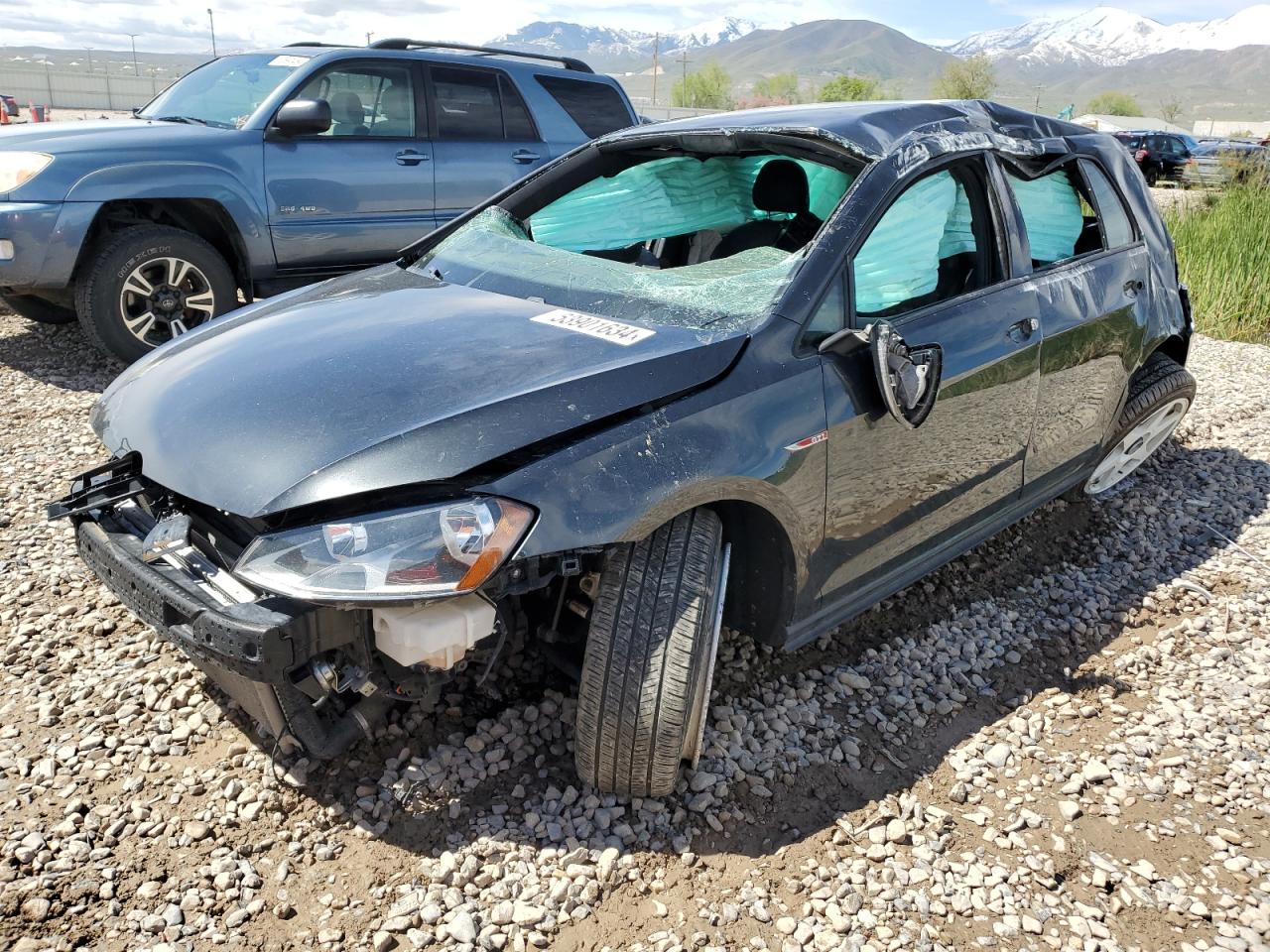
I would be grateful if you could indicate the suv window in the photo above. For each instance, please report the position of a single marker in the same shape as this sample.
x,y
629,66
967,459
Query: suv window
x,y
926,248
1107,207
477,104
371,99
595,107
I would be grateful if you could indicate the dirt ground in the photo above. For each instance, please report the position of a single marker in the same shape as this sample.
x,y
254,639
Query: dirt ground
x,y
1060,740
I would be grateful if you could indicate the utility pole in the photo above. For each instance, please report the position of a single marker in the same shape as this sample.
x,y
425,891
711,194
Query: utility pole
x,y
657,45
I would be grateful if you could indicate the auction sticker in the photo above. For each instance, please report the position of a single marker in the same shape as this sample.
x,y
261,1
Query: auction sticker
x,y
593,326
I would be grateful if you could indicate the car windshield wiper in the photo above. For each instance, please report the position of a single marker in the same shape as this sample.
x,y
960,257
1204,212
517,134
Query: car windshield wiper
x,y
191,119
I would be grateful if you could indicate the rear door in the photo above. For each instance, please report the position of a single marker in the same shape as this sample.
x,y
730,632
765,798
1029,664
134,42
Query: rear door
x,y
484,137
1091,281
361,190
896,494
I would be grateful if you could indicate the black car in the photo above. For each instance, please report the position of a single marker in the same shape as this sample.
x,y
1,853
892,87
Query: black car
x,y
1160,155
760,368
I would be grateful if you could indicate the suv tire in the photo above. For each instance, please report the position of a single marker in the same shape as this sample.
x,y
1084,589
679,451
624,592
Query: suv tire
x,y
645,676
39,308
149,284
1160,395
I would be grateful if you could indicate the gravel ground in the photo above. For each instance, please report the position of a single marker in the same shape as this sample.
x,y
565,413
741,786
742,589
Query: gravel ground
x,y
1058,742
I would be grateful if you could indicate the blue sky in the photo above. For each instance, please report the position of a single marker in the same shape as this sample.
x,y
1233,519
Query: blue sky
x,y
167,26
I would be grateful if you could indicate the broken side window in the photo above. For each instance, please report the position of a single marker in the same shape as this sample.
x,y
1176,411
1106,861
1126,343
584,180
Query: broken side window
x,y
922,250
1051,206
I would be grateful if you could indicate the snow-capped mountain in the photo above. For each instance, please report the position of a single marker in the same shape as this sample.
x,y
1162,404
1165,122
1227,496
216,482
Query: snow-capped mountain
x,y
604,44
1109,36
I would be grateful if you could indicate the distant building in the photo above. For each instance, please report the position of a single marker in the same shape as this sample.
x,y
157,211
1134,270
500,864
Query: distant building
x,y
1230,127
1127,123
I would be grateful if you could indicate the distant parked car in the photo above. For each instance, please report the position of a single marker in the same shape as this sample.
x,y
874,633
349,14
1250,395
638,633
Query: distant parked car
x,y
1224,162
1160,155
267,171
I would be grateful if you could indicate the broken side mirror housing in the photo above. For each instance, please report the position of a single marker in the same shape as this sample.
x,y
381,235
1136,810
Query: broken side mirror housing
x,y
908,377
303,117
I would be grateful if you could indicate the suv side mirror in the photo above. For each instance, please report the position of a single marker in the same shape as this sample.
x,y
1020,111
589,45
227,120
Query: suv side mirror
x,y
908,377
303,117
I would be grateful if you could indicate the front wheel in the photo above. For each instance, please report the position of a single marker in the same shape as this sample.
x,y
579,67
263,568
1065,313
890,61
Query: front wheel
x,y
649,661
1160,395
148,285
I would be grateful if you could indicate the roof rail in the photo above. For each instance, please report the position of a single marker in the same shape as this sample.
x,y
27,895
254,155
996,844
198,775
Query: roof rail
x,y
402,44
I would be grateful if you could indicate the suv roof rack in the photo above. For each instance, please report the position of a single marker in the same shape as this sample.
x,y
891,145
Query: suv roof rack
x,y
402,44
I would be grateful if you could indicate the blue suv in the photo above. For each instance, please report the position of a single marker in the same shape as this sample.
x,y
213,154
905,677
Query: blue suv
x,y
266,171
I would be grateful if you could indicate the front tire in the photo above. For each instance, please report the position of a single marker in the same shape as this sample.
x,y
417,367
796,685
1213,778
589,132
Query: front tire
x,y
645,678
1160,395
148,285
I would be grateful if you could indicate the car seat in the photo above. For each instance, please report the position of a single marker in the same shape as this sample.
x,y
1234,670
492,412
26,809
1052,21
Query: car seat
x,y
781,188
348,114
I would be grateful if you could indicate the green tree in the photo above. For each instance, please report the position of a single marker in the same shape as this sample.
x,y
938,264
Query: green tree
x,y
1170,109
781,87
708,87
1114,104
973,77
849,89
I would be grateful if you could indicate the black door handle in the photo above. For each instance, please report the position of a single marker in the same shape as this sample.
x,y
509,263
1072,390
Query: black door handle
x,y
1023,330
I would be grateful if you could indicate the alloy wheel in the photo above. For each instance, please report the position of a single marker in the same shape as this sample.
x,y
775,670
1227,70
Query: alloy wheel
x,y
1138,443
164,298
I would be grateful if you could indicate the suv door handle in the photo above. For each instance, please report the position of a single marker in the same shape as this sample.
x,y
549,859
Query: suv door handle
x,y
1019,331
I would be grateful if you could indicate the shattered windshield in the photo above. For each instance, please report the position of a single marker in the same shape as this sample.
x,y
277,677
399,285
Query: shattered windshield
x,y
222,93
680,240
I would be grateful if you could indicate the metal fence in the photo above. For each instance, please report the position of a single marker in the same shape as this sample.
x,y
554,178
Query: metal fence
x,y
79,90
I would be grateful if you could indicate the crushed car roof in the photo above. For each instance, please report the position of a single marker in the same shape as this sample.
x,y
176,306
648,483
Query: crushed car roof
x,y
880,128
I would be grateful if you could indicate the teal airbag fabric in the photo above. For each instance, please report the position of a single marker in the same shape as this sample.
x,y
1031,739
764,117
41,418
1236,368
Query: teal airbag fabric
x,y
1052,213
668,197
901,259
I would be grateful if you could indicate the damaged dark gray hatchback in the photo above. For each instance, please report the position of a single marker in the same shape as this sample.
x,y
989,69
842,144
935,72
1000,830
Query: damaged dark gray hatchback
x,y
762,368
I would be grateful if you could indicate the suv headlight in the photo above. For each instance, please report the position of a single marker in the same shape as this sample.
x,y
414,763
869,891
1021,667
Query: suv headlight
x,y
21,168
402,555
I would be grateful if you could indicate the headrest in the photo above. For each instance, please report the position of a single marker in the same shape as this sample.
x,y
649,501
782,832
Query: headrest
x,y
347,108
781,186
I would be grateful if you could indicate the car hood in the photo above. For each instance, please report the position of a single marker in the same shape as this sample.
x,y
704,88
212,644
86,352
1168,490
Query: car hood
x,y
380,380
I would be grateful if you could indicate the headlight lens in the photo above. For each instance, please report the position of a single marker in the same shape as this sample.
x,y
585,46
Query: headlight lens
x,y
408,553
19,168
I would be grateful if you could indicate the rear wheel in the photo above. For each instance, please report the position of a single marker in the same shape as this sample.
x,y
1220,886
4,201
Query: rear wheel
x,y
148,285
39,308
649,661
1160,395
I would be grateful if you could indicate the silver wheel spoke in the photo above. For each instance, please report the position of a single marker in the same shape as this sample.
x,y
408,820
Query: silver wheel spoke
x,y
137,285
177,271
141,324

YOUR TASK: Omit every image. Quote each record exactly.

FINAL RESULT:
I would be grateful if you could indicate the suv window in the photo above. For each instance, please report the position of a single marker in the same shape as this sample.
x,y
629,66
967,459
Query: suv window
x,y
926,248
1107,207
477,104
371,99
595,107
I would be grateful if you could indicate the dirt ground in the photo above. For each instance, please report the position of a single marker in the same shape as this sample.
x,y
254,639
Query: dirt ground
x,y
1060,740
I would be grateful if you could indicate the utility pole in the photo above. For each instance, please report the position of a single marker in the same shape as this sample.
x,y
425,891
711,194
Query: utility pole
x,y
657,45
I would be grateful if you could indicate the auction sticker in the photo above. For each instance, please report the position of a single marker in the same shape as this sample.
x,y
261,1
Query: auction sticker
x,y
593,326
I would be grateful if you could indicate the car windshield wiper in the photo above. For each instance, please report the position of a single marker in the same shape as this sample.
x,y
960,257
1204,212
517,134
Query: car windshield wiper
x,y
191,119
I would be grateful if you could indicate the rear door in the photo above. For each instance, please report the position of a single marker in the same shape as this sample.
x,y
730,632
765,798
1029,664
134,42
Query: rear door
x,y
484,137
1091,281
361,190
896,494
I would be grateful if you could indicate the black car in the photo above. For each instance, please report the position of a single marker in the same shape as this sample.
x,y
1,853
892,87
Query: black car
x,y
1160,155
760,368
I would be grateful if you could indicate the suv tire in the photo above. For each instance, please report the position of a single marker in the same shape as this sample.
x,y
1084,589
679,451
624,592
Query: suv tire
x,y
645,676
39,308
149,284
1160,395
I would be grateful if you could indicate the gravel ground in the photo above. For each instance, please report the position of a single marker in the same shape as this sample.
x,y
565,413
741,786
742,589
Query: gravel ground
x,y
1058,742
I would be grateful if you could indicate the blue sky in the photo above. For each instance, please report the position of a single marker in the same shape as this sample.
x,y
1233,519
Query: blue sky
x,y
167,26
I would be grateful if you could indicate the broken side window in the photo above. For each instance, please report the position of a single marker in the same shape as this sample.
x,y
1176,411
1106,861
1126,343
584,180
Query: broken side window
x,y
922,250
1051,206
I would be grateful if you could indicate the snow-capped mountain in the photo above. For each instance, please report the position of a single marker in the same shape as this sample.
x,y
1162,404
1165,122
1227,496
216,482
Query: snow-capped mountain
x,y
604,44
1109,36
I would be grateful if you could indicate the distant building in the photo above. For each instance, please report the position of a single marker in the same shape as this sample.
x,y
157,211
1134,270
500,864
Query: distant building
x,y
1230,127
1127,123
I would be grateful if you could indicate the distant parked car in the photo above. For each instance, please report the position of a single marker in the same shape as this sample.
x,y
874,633
349,14
1250,395
638,633
Query: distant parked car
x,y
1224,162
1160,155
267,171
I would be grateful if you could indicate the broken side mirror housing in the photo above. For each instance, please report the position of a single marker in the same shape as this sample.
x,y
381,235
1136,810
Query: broken side mirror housing
x,y
908,377
303,117
I would be grateful if you could indicate the suv side mirror in the photo above. For each instance, please report the position of a single marker in the same shape as this sample.
x,y
1020,111
589,45
227,120
Query: suv side mirror
x,y
908,377
303,117
I would be grateful if you could indicate the front wheel in the photo above. For each instance, please report the position of a single marker in the same shape as this sample.
x,y
579,67
263,568
1065,313
890,61
Query: front wheel
x,y
649,661
1160,395
148,285
I would be grateful if you could indicate the roof rail in the photo above. For each instance, please report the position of a single marker in the same shape as this sample.
x,y
27,895
254,155
996,844
198,775
Query: roof rail
x,y
402,44
I would be grateful if you could indicate the suv roof rack in the photo above. For each instance, please report the position of a single marker in the same shape as this sample.
x,y
891,145
Query: suv roof rack
x,y
402,44
I would be grateful if you could indicate the blue suv in the photo above. For each instance, please report the position of a single marker in the same shape as this sample.
x,y
213,154
905,677
Query: blue suv
x,y
266,171
I would be grateful if you could indicate the front tire in the photo above. For each instance, please report the position of a single marker in the same shape as this sample.
x,y
417,367
796,685
1213,778
589,132
Query: front tire
x,y
645,678
1160,395
148,285
I would be grateful if you could indicate the car seat in the photo above. For each instance, please report the position of a single marker in the same shape as this sample.
x,y
1234,670
492,412
26,809
1052,21
Query: car seat
x,y
781,188
348,114
I would be grateful if you could indicate the green tree in the photo above. For each instance, please report the position of a single marker in the same shape as this sample.
x,y
938,264
Query: green tree
x,y
1170,109
781,87
708,87
1114,104
973,77
849,89
I would be grateful if you could indicate the black door handle in the photo above. For each instance, please report the position of a single marker in the same shape as this sample.
x,y
509,263
1072,390
Query: black door handle
x,y
1023,330
I would be grateful if you could indicate the alloy wheel in the photo above. For each instance, please report the position of a single marker in the same shape as this sample.
x,y
775,670
1227,70
Query: alloy wheel
x,y
1138,443
164,298
I would be grateful if you could indicate the suv door handle in the photo above. For each instance, please report the position of a single marker in the same shape as this sample.
x,y
549,859
Query: suv door handle
x,y
1019,331
I would be grateful if you could indicate the shattered windshield in the photo above. For each instance, please report the position of a single marker in the same shape as this sample.
x,y
277,677
399,285
Query: shattered windshield
x,y
222,93
680,240
I would be grateful if you could indicate the metal fence in the photo above. For each instance, please report the position of a single marker in the same shape as this sample.
x,y
554,178
Query: metal fence
x,y
79,90
I would be grateful if you could indicate the crushed car roof in the photo above. For each instance, please report the position of a single marker in the same shape as this sample.
x,y
176,306
648,483
Query: crushed car roof
x,y
880,128
I would be grateful if you could indicate the teal airbag fabric in the photo above. For each instance, please report the position of a single marker in the same shape as this sample.
x,y
1031,739
764,117
41,418
1236,368
Query: teal airbag fabric
x,y
1052,213
668,197
901,259
I would be grateful if you could indicate the damaged dark gray hatchback in the photo above. For each instance, please report the position of a single marker in the same shape as this sample.
x,y
989,69
842,144
935,72
1000,830
Query: damaged dark gray hatchback
x,y
762,368
I would be grateful if you could indicate the suv headlight in the photo above. For each instance, please report the position of a single marker in the same shape as this sample.
x,y
414,763
869,891
1021,667
Query: suv headlight
x,y
21,168
402,555
I would be grateful if you could indicate the headrest in the photo above. For each instance, please report the position of a single marker in the same shape as this sample.
x,y
649,501
782,832
Query: headrest
x,y
347,108
781,186
I would be grateful if you could indicate the car hood in the photo above. For each instance, please report the position of a single marker in the same shape as this sample.
x,y
704,88
212,644
86,352
1168,490
Query: car hood
x,y
380,380
I would be grateful if you could indicate the headlight lens in the photo above. For each instance, please report the position of a single marker in the same shape as this sample.
x,y
585,46
Query: headlight lens
x,y
408,553
19,168
I would be grateful if you could indicate the rear wheel in the photo above. For each instance, please report the position of a single marker in the same shape as this sample.
x,y
1220,886
4,201
Query: rear wheel
x,y
148,285
39,308
649,661
1160,395
I would be grateful if you could indicate the silver wheel spoke in the photo above. For each instance, please report the position of a single marker in the same shape as this sample.
x,y
408,820
Query: silver wheel spoke
x,y
137,285
177,271
141,324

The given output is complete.